# [TASK REQUIREMENTS]
In the records that follow, the lines from the one containing "Find every instance of the white icing" to the one containing "Target = hand", inclusive, are to be given again exactly.

# [RAW DATA]
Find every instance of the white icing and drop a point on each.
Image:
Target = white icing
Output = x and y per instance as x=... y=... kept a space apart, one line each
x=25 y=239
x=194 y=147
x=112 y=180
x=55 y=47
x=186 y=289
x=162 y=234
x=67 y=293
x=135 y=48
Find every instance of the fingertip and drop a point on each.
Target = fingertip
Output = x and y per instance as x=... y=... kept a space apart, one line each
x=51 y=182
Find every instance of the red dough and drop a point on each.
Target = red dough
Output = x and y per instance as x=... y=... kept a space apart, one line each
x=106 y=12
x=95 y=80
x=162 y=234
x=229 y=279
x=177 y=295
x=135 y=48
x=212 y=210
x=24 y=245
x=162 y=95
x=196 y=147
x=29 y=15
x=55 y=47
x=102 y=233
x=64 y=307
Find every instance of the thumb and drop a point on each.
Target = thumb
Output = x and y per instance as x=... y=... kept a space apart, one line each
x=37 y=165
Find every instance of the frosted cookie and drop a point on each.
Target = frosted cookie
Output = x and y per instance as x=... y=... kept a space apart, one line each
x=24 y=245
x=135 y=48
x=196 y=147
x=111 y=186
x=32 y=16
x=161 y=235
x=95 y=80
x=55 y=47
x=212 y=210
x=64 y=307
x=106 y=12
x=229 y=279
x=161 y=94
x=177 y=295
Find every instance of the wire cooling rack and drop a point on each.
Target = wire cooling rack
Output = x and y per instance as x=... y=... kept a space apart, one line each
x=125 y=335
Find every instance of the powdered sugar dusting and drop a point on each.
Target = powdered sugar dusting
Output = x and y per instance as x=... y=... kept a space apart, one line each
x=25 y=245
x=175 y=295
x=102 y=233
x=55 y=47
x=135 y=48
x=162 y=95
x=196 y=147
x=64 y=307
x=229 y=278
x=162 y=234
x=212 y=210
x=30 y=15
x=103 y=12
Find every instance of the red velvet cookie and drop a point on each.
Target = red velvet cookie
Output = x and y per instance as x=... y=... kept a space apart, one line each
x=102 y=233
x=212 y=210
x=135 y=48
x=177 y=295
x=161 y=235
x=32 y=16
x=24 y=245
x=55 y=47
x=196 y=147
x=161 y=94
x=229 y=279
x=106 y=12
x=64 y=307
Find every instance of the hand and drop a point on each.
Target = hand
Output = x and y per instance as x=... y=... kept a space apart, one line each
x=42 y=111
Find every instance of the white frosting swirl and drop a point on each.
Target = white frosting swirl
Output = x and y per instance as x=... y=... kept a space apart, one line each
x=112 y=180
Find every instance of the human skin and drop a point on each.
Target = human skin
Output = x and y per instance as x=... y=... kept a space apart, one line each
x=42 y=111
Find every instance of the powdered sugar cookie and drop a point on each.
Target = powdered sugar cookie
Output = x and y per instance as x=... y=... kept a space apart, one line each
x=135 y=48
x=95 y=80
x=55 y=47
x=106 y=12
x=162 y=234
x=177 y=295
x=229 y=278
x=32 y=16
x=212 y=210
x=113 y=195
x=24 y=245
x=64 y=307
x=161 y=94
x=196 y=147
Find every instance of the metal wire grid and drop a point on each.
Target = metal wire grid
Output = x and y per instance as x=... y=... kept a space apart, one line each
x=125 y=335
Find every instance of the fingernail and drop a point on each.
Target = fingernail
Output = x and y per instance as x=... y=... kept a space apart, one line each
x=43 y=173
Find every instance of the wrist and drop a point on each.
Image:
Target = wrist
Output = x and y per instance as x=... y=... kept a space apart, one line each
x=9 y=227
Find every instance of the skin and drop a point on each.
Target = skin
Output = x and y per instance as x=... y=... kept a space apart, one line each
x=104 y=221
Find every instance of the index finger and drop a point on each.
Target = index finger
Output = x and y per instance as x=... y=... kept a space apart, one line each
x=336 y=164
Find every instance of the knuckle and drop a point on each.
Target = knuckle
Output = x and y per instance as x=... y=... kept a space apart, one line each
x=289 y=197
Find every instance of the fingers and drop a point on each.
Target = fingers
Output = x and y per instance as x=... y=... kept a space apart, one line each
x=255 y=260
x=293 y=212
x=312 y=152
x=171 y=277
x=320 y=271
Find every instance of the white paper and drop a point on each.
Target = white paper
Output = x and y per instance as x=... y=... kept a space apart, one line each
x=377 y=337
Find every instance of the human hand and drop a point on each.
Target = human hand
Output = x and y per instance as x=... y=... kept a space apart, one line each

* * *

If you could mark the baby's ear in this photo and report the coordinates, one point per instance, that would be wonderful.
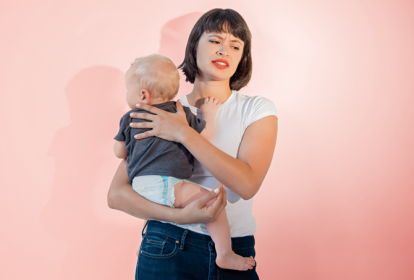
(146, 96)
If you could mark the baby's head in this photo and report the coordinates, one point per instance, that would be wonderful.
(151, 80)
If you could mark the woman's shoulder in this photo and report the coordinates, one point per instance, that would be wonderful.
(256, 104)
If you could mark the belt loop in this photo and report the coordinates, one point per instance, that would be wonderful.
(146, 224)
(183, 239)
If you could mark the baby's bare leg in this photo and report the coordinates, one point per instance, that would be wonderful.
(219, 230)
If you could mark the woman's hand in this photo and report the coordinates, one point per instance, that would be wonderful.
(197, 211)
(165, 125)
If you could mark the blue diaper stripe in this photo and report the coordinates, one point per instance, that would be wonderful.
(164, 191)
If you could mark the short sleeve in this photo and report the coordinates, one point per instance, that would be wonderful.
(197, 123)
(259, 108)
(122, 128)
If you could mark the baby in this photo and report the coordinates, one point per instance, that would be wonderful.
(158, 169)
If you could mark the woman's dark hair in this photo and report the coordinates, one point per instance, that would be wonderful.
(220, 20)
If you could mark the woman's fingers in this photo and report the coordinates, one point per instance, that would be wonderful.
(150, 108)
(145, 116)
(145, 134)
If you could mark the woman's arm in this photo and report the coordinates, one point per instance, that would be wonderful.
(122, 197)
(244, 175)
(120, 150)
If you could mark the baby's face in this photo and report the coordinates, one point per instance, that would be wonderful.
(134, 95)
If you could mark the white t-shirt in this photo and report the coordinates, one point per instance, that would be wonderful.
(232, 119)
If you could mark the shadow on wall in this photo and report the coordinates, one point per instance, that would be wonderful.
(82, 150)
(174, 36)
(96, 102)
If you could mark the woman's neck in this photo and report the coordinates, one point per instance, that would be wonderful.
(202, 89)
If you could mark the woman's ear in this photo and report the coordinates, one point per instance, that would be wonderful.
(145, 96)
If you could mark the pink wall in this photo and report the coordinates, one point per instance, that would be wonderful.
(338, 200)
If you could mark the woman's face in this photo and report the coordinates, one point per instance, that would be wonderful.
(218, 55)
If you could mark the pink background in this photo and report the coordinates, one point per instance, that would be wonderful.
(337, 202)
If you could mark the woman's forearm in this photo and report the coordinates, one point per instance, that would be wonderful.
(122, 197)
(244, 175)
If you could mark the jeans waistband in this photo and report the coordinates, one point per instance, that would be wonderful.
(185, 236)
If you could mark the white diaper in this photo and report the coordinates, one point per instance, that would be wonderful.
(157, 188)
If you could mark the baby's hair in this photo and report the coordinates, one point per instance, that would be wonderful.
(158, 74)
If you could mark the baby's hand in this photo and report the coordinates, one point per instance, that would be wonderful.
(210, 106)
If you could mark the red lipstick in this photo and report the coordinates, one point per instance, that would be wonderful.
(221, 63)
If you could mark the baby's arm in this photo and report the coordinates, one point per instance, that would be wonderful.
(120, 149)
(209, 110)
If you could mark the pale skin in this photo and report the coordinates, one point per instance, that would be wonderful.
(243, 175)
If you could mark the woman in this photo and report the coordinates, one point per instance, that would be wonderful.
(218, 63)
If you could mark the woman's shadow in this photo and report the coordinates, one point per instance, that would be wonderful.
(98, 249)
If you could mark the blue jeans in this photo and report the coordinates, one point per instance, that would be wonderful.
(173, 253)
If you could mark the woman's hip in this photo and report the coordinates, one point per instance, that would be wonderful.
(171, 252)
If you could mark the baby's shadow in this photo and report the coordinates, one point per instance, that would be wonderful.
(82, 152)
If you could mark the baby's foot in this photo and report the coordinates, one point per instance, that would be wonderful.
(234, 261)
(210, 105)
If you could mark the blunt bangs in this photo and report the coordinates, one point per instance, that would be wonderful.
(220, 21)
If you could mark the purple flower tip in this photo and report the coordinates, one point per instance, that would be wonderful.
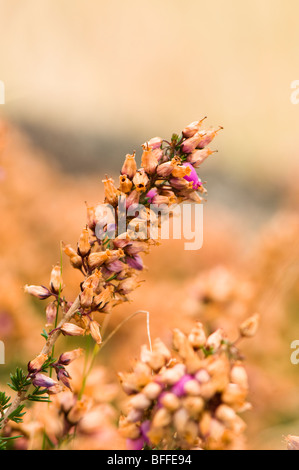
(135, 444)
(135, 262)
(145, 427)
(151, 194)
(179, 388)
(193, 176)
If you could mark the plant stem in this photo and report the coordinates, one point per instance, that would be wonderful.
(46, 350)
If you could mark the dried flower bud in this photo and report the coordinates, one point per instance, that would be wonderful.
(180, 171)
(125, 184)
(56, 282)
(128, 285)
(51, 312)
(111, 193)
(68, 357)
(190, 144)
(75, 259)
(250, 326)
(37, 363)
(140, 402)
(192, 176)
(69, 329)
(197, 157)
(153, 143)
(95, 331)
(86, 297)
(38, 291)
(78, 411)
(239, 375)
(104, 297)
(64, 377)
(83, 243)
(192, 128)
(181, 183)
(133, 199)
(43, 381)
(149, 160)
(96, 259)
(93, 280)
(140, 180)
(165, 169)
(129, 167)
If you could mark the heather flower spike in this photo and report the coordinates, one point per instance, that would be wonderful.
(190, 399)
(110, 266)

...

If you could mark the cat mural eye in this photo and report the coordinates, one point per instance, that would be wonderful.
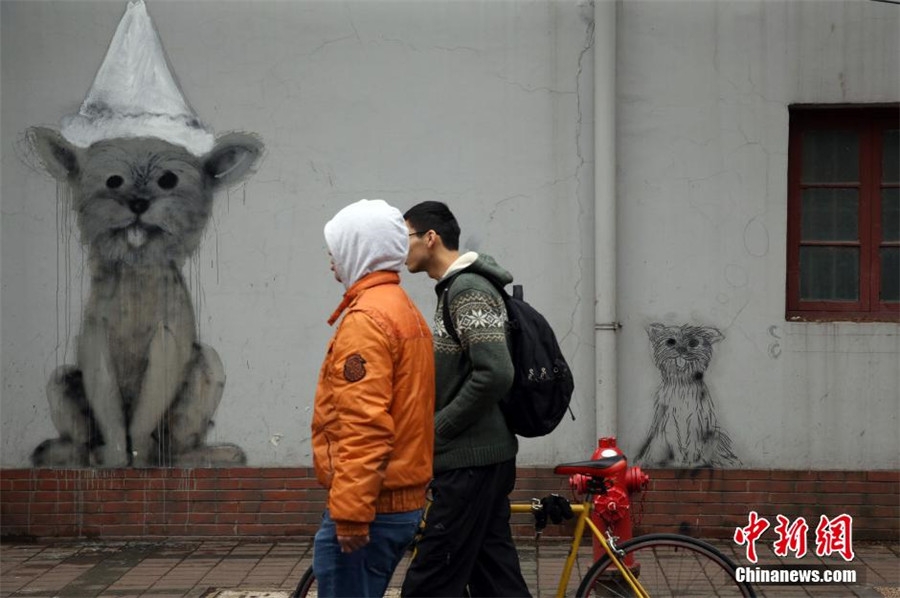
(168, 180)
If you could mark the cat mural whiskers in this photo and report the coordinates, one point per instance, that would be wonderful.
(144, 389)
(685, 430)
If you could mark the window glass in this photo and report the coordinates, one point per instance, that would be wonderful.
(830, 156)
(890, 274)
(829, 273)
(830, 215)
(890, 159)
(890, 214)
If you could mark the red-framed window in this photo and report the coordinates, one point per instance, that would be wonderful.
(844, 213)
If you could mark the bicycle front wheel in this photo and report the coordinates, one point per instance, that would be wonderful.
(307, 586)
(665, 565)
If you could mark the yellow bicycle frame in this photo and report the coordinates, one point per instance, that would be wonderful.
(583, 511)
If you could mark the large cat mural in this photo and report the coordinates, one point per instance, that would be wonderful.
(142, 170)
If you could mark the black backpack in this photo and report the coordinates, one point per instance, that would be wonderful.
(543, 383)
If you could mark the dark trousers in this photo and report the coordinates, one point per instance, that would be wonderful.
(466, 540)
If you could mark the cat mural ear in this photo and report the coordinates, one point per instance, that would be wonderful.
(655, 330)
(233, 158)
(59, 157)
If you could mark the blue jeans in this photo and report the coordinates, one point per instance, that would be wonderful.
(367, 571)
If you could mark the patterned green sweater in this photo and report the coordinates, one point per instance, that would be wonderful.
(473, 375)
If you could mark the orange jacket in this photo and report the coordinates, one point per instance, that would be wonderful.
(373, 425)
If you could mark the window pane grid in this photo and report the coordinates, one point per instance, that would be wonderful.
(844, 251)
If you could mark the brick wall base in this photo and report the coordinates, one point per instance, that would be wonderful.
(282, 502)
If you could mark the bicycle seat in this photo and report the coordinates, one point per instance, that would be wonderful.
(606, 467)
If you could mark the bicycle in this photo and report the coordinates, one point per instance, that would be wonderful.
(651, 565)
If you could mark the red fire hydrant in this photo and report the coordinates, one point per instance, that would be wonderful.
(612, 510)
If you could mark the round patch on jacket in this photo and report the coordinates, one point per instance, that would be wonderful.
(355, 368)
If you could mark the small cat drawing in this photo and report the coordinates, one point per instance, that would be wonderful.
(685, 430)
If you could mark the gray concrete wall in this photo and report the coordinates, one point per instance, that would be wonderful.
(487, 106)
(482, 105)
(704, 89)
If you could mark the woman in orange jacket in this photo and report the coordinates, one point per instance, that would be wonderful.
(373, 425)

# [ANSWER TO THIS TASK]
Find every instance of the white icing and drop a point on each.
Image:
Target = white icing
Output = x and y per instance as x=... y=... kept a space apart, one line each
x=25 y=239
x=194 y=147
x=112 y=180
x=55 y=47
x=186 y=289
x=162 y=234
x=67 y=293
x=135 y=48
Find every instance of the fingertip and drop a point on each.
Target = fingertip
Output = x and y per instance as x=... y=... kept a space apart, one line each
x=51 y=182
Find every instance of the red dough and drop a point on each.
Target = red dough
Output = x and y per instance as x=... y=... kept a space apart, one line each
x=106 y=12
x=95 y=80
x=162 y=234
x=229 y=279
x=177 y=295
x=135 y=48
x=212 y=210
x=24 y=245
x=162 y=95
x=196 y=147
x=29 y=15
x=55 y=47
x=102 y=233
x=64 y=307
Find every instance of the thumb and drop a point on each.
Target = thumb
Output = x and y per instance as x=... y=... kept a space apart, one line each
x=37 y=165
Find every instance of the frosted cookie and drop a point on each.
Target = frosted cookie
Output = x and y per instance as x=... y=... kept a space apart, one line each
x=24 y=245
x=135 y=48
x=196 y=147
x=111 y=186
x=32 y=16
x=161 y=235
x=95 y=80
x=55 y=47
x=212 y=210
x=64 y=307
x=106 y=12
x=229 y=279
x=161 y=94
x=177 y=295
Find every instance of the wire cooling rack and drop a point on each.
Target = wire cooling rack
Output = x and y per instance as x=... y=... kept a space apart, one line each
x=125 y=335
Find every instance of the powdered sugar dusting and drop a point on each.
Target = powdered sugar dusting
Output = x and y per instance as x=... y=... kept a space apart, one line each
x=25 y=245
x=175 y=295
x=102 y=233
x=55 y=47
x=135 y=48
x=162 y=95
x=196 y=147
x=64 y=307
x=229 y=278
x=162 y=234
x=212 y=210
x=30 y=15
x=103 y=12
Find every instance of the red velvet cookie and drop a point on each.
Target = red velvet cookie
Output = x and y per instance as x=... y=... kept a space apart, one line each
x=102 y=233
x=212 y=210
x=135 y=48
x=177 y=295
x=161 y=235
x=32 y=16
x=24 y=245
x=55 y=47
x=196 y=147
x=161 y=94
x=229 y=279
x=106 y=12
x=64 y=307
Find every instance of the hand and drop a point on each.
Target = hand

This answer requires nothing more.